*** DOCUMENT SEGMENT
I thought it was interesting that both times he saw his Dad in the hospital, he saw that woman _immediately _afterward. Almost like what he thought was his Dad, was really her. I thought I was reading too much into things, but then my wife brought it up too, before I could even verbalize what I was thinking.


----------



## jeff125va (Mar 15, 2001)

stiffi said:


> I thought it was interesting that both times he saw his Dad in the hospital, he saw that woman _immediately _afterward. Almost like what he thought was his Dad, was really her. I thought I was reading too much into things, but then my wife brought it up too, before I could even verbalize what I was thinking.


I think you were right when you thought you were reading too much into things. She wasn't there when Claire saw him. I think it's pretty common in TV and movies that when someone sees a ghost or similar apparition, a real person usually comes up to them shortly after and the ghost disappears, leaving doubt (for the viewer and the character) about the realness of the ghost.


----------



## stiffi (Jun 14, 2006)

jeff125va said:


> I think you were right when you thought you were reading too much into things. She wasn't there when Claire saw him.doubt


That was on the island, though. Where we have seen the smoke monster roaming around freely. My thought was that if the smoke monster is somehow manifesting apparitions, there has to be some way to launch it, or control it in the real world. I was thinking this woman could be a plant by Ben, to carry around some sort of portable smoke monster launcher.


----------



## dadx2 (Oct 14, 2002)

Why would a hospital have battery operated smoke detectors? All businesses have their smoke detectors hard wired into the electrical system.


----------



## gchance (Dec 6, 2002)

dadx2 said:


> Why would a hospital have battery operated smoke detectors? All businesses have their smoke detectors hard wired into the electrical system.
******
QUESTIONS ON THE MATERIAL
**1.** Print the portion of the forum thread starting at "## dadx2 (Oct" and ending at "(Dec 6, 2002)".
**2.** Translate this sentence from the forum thread into Spanish: "All businesses have their smoke detectors hard wired into the electrical system."
*** MATERIAL PROVIDED
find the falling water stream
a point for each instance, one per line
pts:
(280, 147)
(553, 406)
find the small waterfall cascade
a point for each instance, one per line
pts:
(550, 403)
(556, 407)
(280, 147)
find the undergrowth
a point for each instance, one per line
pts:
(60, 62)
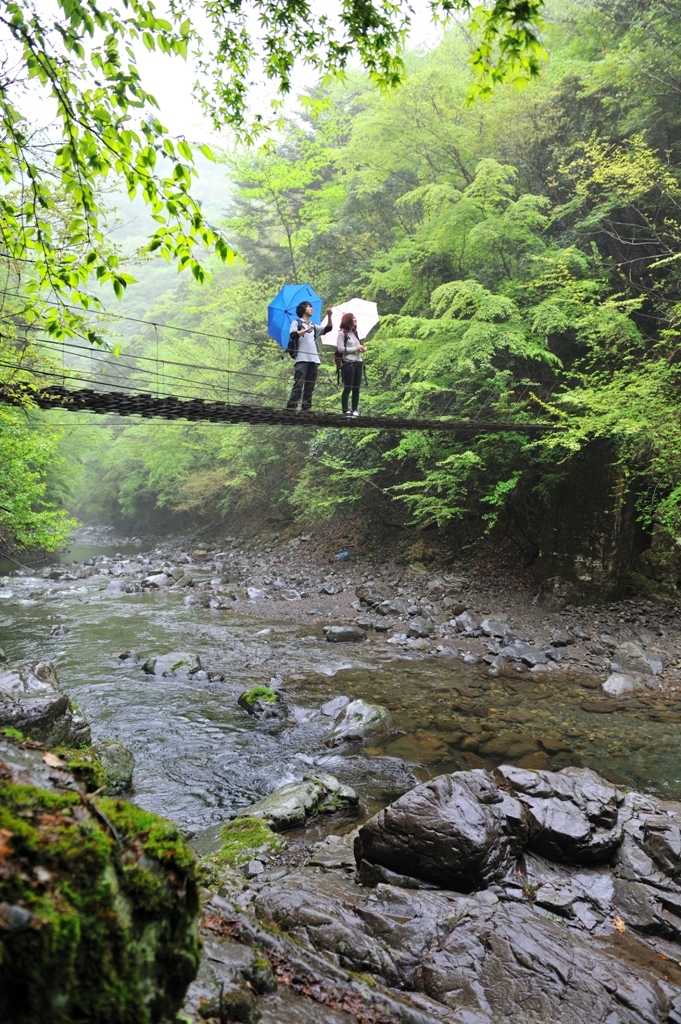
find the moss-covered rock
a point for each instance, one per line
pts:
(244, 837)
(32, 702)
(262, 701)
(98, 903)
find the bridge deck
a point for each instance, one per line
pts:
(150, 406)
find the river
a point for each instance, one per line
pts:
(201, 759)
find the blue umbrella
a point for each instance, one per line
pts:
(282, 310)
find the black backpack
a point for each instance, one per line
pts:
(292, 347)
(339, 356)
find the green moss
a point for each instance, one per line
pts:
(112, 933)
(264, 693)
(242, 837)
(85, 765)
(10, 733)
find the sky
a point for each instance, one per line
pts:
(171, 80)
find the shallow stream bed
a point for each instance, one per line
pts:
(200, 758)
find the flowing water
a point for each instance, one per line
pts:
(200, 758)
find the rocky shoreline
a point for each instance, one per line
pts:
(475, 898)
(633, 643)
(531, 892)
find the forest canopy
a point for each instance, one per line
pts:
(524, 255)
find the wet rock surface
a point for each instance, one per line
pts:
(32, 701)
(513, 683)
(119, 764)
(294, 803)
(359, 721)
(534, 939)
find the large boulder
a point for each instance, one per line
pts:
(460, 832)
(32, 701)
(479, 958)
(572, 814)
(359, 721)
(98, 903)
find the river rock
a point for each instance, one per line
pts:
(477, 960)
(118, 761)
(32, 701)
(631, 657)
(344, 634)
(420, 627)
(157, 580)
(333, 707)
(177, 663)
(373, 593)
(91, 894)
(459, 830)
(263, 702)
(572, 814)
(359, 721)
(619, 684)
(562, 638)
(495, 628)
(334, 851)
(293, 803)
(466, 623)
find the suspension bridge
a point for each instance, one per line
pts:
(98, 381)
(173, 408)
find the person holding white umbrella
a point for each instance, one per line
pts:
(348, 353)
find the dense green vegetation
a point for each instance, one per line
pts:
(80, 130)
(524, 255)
******
*** MATERIAL PROVIDED
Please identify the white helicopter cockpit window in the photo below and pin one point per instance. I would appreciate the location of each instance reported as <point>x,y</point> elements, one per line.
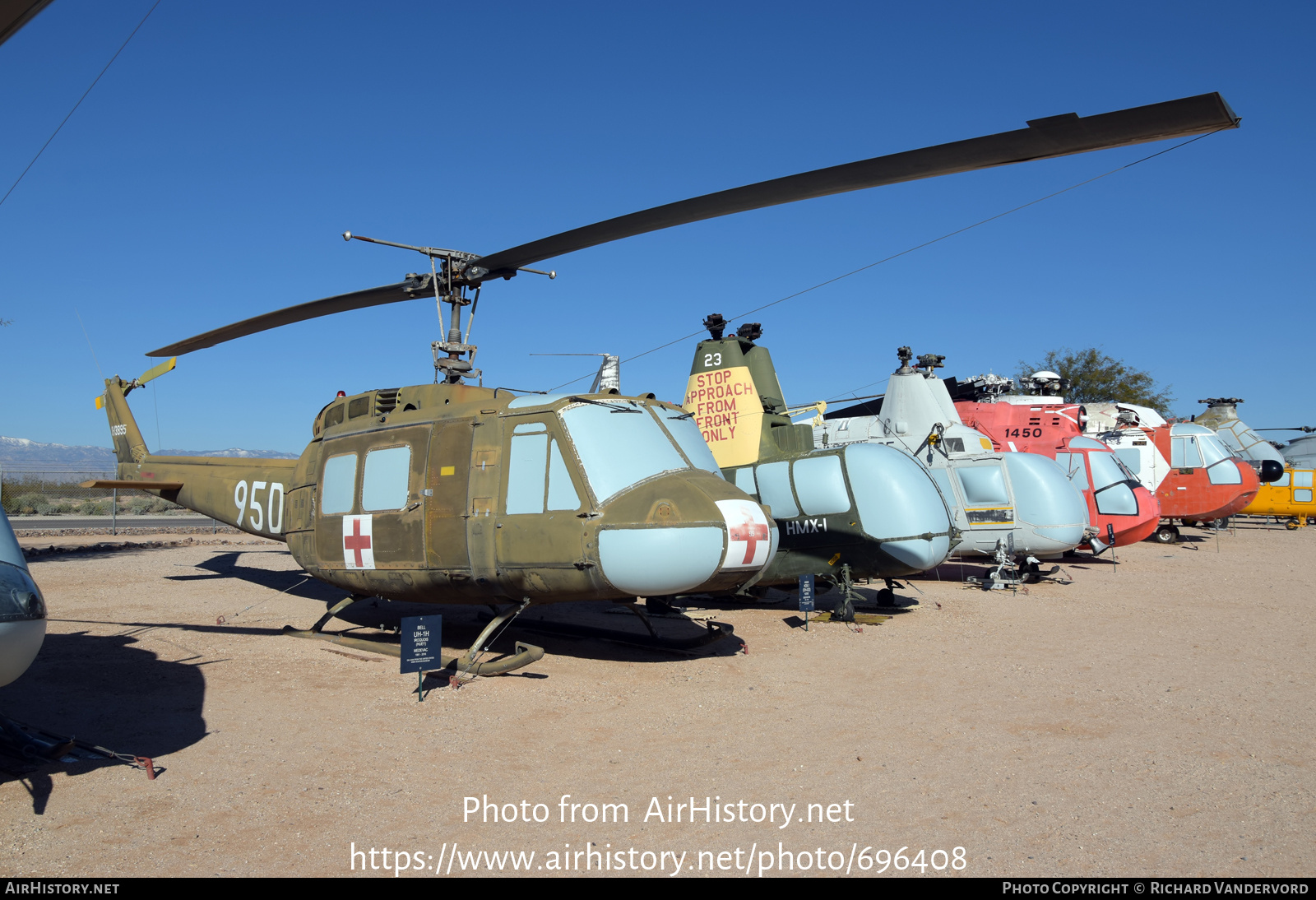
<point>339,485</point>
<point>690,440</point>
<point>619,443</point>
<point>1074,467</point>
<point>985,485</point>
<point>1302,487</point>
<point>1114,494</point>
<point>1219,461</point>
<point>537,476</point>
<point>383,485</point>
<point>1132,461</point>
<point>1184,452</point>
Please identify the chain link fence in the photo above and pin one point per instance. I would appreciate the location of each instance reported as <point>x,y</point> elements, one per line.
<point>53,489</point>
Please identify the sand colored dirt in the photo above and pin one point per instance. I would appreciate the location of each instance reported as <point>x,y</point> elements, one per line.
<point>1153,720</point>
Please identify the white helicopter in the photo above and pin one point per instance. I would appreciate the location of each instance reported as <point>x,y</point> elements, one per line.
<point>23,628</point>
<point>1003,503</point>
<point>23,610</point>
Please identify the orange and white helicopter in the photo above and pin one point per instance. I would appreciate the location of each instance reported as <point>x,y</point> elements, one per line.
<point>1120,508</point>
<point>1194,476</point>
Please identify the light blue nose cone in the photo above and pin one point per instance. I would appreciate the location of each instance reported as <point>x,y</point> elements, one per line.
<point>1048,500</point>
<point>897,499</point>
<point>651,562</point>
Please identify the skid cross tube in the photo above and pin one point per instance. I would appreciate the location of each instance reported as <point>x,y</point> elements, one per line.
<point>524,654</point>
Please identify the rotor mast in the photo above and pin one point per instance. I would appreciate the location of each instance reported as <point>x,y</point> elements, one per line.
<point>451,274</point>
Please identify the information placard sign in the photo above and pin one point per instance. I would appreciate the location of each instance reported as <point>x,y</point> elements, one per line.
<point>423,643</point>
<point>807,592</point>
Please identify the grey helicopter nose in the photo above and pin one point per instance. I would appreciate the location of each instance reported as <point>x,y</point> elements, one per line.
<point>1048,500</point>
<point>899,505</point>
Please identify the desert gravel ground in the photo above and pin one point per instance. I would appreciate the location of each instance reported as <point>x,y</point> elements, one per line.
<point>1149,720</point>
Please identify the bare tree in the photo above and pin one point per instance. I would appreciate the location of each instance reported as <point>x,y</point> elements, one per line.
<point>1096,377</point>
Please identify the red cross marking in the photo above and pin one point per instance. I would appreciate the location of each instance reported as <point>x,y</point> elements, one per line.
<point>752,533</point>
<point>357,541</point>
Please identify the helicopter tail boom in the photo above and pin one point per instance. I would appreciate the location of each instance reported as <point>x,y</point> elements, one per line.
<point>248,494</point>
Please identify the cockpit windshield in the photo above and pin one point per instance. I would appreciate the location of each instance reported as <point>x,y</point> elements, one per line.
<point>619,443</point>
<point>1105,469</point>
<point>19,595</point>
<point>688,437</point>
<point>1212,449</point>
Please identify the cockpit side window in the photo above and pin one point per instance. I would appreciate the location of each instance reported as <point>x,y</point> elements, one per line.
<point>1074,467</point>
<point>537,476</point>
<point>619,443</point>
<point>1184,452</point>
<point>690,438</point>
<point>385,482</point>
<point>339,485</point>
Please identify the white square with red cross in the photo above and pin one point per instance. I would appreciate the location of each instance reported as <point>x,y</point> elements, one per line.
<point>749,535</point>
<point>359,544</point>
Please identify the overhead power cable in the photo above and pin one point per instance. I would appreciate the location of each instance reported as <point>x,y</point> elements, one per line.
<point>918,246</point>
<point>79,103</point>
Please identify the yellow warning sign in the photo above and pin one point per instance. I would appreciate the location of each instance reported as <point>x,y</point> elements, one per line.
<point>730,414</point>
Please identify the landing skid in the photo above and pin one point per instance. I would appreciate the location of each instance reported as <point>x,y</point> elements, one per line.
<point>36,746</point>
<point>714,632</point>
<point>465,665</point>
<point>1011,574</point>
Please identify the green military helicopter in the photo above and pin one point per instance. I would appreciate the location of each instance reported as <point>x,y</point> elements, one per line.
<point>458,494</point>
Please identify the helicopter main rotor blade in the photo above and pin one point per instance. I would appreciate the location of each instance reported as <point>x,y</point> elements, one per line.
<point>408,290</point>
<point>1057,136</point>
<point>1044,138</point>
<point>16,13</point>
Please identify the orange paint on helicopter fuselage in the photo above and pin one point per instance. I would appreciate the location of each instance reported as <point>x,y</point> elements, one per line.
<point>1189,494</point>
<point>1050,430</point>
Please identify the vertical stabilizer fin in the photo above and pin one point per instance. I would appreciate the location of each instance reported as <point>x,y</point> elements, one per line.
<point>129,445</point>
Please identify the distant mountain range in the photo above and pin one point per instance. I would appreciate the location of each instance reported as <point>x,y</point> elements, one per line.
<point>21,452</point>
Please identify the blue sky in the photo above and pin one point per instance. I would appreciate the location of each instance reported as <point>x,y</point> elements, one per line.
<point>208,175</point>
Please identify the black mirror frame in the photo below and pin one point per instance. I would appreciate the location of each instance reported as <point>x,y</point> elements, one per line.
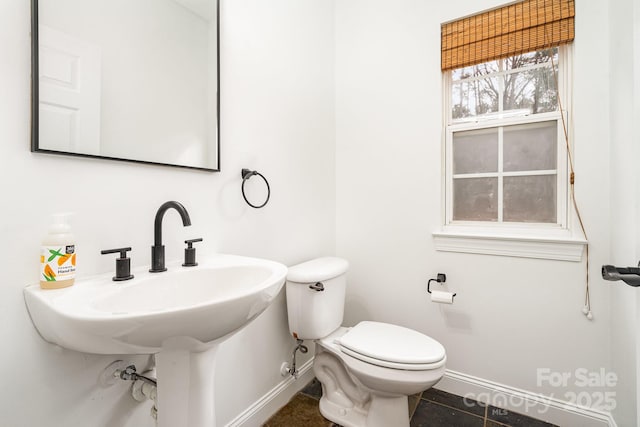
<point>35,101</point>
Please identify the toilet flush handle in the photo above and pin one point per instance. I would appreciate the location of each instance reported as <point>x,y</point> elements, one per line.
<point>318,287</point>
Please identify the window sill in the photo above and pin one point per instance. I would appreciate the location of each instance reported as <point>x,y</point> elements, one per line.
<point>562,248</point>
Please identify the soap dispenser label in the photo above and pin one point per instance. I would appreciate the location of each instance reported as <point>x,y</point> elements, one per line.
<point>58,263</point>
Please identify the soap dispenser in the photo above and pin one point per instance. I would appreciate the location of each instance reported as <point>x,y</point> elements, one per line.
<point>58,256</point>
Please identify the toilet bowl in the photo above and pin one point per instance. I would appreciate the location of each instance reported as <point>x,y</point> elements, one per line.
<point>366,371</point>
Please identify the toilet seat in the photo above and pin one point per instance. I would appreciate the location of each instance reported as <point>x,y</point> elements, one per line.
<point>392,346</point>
******
*** MATERIAL PROVIDED
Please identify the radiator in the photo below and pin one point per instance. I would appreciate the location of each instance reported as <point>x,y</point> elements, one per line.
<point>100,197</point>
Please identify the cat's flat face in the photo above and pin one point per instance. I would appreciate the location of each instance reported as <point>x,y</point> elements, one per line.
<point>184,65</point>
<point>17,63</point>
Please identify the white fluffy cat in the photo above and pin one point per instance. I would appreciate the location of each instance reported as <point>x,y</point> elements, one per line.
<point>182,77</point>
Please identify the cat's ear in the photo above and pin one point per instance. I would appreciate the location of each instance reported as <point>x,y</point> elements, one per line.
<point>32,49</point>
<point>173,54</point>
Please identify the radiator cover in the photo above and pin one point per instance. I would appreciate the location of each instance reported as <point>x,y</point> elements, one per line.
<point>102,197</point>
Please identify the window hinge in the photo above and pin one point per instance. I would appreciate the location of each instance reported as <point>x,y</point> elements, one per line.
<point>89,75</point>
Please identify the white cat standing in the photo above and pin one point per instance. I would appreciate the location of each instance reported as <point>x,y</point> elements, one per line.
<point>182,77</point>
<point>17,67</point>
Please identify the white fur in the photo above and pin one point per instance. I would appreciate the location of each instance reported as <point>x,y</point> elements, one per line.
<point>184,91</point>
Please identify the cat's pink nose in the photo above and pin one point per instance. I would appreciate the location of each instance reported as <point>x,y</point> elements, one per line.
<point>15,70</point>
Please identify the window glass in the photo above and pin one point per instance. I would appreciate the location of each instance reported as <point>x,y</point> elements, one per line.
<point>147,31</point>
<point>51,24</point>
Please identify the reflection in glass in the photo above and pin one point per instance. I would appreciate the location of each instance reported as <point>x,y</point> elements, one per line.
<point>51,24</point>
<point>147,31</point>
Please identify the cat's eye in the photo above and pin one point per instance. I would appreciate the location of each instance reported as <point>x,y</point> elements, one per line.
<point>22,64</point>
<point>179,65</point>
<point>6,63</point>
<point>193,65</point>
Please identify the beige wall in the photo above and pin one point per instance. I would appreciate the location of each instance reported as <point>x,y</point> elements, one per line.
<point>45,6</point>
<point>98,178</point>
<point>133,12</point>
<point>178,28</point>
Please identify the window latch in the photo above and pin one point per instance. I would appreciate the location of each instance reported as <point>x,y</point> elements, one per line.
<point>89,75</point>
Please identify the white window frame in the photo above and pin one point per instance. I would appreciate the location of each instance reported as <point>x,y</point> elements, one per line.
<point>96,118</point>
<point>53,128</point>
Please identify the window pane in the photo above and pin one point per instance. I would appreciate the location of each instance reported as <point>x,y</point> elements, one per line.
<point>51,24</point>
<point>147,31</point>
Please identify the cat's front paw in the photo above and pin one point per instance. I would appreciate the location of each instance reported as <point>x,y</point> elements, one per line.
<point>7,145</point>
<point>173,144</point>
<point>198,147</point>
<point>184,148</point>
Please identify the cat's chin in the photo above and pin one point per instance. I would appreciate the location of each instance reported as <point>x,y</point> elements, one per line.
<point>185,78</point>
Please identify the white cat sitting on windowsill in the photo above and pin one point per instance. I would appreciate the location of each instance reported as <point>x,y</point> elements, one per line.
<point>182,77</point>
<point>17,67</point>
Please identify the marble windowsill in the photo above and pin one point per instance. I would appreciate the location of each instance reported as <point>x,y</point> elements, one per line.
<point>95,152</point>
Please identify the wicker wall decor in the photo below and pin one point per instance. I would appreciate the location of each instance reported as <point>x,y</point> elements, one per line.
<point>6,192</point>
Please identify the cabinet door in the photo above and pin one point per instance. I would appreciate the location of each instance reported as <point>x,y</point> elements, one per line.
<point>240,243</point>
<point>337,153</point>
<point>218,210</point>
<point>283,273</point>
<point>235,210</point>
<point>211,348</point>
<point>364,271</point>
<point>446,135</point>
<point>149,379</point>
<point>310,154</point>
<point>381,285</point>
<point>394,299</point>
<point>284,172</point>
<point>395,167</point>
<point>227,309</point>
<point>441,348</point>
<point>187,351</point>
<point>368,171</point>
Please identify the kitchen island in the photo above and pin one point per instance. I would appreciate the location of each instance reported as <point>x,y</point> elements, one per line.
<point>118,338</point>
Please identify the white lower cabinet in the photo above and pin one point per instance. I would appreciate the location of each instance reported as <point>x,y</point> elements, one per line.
******
COMPLETED EXERCISE
**1.**
## dadx2 (Oct 14, 2002)

Why would a hospital have battery operated smoke detectors? All businesses have their smoke detectors hard wired into the electrical system.


----------



## gchance (Dec 6, 2002)

**2.** Todas las empresas tienen sus detectores de humo cableados al sistema eléctrico.